(Source records)

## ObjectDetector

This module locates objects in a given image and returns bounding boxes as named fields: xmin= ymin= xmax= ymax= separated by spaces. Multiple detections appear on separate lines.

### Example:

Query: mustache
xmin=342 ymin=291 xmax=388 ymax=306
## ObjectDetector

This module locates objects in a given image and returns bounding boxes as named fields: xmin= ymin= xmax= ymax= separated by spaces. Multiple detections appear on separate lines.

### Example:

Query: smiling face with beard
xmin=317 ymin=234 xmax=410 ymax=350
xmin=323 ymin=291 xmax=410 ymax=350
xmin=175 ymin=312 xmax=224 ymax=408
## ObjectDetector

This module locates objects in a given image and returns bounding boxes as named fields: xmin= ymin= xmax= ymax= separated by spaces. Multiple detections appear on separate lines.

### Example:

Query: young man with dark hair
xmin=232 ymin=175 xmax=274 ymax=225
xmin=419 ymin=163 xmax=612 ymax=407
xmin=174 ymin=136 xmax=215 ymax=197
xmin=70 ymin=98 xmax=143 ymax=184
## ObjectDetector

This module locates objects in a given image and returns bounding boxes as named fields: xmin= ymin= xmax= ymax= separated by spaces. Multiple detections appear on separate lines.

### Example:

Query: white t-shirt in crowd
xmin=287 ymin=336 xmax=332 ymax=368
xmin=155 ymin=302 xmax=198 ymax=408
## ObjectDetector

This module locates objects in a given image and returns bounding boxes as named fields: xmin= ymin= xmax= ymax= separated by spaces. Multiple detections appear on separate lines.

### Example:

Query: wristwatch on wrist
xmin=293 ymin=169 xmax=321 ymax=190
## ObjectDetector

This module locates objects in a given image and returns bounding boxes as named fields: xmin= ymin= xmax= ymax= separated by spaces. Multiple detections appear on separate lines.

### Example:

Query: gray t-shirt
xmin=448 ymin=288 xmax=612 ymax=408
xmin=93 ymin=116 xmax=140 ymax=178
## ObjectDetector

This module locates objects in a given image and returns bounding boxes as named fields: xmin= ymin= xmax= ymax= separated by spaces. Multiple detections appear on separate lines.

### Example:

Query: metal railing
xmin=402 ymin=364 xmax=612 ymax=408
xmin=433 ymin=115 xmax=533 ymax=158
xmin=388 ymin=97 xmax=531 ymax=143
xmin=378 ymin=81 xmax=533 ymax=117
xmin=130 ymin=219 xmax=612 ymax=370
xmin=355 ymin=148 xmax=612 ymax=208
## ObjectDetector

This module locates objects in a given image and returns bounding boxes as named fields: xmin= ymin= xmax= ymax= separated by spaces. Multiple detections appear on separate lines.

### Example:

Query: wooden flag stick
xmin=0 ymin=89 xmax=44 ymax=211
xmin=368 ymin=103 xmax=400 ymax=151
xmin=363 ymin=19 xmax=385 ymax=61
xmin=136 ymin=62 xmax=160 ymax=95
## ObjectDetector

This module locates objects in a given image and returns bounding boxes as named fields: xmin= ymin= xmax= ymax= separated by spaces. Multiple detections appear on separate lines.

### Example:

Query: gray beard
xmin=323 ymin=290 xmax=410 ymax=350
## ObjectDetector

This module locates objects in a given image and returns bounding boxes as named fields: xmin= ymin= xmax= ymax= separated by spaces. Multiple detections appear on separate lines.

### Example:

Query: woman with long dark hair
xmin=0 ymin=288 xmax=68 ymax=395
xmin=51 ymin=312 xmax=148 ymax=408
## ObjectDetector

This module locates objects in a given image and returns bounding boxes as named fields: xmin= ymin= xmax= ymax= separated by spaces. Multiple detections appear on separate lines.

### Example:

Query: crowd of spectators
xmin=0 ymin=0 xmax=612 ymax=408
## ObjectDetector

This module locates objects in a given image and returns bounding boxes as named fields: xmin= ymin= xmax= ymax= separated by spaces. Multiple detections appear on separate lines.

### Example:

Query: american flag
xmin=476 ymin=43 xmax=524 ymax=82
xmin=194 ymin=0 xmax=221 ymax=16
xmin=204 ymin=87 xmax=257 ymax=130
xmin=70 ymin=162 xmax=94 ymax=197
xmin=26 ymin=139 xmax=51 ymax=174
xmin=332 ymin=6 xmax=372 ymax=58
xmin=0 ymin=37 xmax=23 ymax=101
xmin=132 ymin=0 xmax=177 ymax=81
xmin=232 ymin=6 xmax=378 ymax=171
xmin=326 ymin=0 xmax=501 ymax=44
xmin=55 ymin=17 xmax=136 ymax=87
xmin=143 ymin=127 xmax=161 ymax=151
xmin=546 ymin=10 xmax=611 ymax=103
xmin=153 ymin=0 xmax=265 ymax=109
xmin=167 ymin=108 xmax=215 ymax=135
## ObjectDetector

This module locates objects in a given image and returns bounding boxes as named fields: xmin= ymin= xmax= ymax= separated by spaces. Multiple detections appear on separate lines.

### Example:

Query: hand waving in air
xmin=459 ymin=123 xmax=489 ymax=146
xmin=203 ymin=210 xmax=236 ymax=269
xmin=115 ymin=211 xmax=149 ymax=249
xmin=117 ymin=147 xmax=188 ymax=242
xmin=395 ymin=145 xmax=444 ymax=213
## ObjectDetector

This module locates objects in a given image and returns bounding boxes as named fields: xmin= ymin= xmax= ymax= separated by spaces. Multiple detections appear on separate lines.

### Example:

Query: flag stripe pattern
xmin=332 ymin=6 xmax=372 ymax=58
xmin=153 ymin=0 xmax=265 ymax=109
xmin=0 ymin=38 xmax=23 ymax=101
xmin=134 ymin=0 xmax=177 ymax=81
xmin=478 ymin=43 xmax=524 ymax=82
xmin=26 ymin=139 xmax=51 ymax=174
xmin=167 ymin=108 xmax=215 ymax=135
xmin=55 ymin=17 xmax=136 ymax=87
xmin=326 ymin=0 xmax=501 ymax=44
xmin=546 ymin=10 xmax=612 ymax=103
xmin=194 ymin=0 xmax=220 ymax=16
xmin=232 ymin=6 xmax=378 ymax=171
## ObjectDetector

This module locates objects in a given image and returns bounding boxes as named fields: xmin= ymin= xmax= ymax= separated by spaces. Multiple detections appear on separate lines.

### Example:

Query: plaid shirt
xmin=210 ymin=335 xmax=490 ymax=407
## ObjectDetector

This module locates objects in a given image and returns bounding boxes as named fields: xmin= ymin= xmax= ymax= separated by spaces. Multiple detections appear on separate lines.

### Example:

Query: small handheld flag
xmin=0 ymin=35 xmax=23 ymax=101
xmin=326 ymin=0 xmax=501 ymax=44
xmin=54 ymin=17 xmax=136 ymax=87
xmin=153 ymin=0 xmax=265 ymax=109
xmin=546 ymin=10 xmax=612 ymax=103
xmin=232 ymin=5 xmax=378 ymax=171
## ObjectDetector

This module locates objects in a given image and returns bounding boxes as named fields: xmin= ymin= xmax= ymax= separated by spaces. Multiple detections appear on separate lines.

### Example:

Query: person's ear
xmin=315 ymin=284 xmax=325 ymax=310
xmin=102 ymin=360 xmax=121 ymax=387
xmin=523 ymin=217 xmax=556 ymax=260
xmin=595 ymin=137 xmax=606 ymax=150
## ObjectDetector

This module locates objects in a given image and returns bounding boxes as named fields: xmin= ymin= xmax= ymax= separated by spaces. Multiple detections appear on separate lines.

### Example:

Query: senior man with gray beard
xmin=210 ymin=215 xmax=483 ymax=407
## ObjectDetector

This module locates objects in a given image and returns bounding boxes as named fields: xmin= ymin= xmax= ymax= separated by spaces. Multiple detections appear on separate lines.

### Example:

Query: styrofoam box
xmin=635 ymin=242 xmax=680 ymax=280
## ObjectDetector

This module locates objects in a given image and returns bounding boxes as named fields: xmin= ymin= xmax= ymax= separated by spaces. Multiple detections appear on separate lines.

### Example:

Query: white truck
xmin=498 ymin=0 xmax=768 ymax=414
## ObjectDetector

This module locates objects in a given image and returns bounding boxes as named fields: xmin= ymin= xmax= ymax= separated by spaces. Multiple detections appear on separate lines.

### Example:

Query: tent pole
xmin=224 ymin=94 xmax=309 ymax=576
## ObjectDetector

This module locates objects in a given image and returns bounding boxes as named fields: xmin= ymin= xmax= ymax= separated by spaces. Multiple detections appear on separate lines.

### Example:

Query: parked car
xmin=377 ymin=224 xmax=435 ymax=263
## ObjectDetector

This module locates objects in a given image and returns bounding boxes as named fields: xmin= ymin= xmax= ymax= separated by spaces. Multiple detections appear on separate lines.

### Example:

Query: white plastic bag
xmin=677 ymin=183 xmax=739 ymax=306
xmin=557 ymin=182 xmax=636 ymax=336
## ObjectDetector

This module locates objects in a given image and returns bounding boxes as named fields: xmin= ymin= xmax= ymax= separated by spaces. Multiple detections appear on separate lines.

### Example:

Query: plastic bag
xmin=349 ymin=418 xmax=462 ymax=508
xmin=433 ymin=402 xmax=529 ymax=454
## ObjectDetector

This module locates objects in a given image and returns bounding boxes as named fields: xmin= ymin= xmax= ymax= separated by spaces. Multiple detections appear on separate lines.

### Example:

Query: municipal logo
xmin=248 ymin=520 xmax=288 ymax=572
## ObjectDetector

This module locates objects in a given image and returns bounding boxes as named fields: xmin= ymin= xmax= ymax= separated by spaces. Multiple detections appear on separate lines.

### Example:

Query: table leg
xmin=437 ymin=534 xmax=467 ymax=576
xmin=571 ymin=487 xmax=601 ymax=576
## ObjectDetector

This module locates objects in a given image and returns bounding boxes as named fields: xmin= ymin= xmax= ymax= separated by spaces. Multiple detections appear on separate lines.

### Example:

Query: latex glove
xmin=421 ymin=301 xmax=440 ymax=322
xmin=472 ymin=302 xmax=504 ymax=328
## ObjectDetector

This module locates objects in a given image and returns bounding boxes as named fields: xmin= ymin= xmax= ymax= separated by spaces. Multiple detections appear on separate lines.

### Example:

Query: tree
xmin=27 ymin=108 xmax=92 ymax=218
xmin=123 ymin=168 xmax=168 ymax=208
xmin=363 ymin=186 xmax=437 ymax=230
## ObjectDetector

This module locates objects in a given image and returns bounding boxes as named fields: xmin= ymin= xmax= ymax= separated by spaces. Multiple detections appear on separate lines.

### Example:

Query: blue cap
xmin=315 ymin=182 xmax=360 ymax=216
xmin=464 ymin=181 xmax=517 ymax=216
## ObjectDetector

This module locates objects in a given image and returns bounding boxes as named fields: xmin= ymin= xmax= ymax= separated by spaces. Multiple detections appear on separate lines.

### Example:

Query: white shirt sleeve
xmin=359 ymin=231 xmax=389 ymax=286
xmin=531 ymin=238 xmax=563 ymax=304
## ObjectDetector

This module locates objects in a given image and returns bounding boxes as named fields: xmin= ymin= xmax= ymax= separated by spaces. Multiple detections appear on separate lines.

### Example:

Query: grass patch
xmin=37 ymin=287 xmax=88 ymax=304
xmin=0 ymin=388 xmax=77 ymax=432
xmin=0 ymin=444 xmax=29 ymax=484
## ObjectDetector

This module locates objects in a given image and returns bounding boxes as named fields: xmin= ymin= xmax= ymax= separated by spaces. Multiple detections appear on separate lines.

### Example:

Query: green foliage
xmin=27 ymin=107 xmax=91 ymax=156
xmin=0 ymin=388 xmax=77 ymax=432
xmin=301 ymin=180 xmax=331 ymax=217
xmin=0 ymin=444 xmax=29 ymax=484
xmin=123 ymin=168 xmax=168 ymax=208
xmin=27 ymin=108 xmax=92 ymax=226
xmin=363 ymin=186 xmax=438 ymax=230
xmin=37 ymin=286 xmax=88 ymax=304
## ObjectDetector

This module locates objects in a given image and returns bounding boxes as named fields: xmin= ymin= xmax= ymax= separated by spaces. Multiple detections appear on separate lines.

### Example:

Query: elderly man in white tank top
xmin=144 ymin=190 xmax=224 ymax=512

■ WHAT TO DO
Copy the rows again from the first line through the line with "xmin=175 ymin=312 xmax=224 ymax=408", substituting "BoxLocator" for every "ObjectDetector" and leaving everything else unchanged.

■ WRITTEN RESPONSE
## BoxLocator

This module locates objects in a given image and returns bounding boxes as named fields: xmin= ymin= xmax= ymax= separated by spaces. Multiple detections appear on separate lines.

### Example:

Query: mustache
xmin=342 ymin=291 xmax=388 ymax=306
## BoxLocator

This module locates objects in a given image and returns bounding boxes as named fields: xmin= ymin= xmax= ymax= separated by spaces. Multiple detections appear on separate lines.

### Example:

Query: smiling face with beard
xmin=317 ymin=234 xmax=410 ymax=350
xmin=323 ymin=291 xmax=410 ymax=350
xmin=175 ymin=312 xmax=224 ymax=408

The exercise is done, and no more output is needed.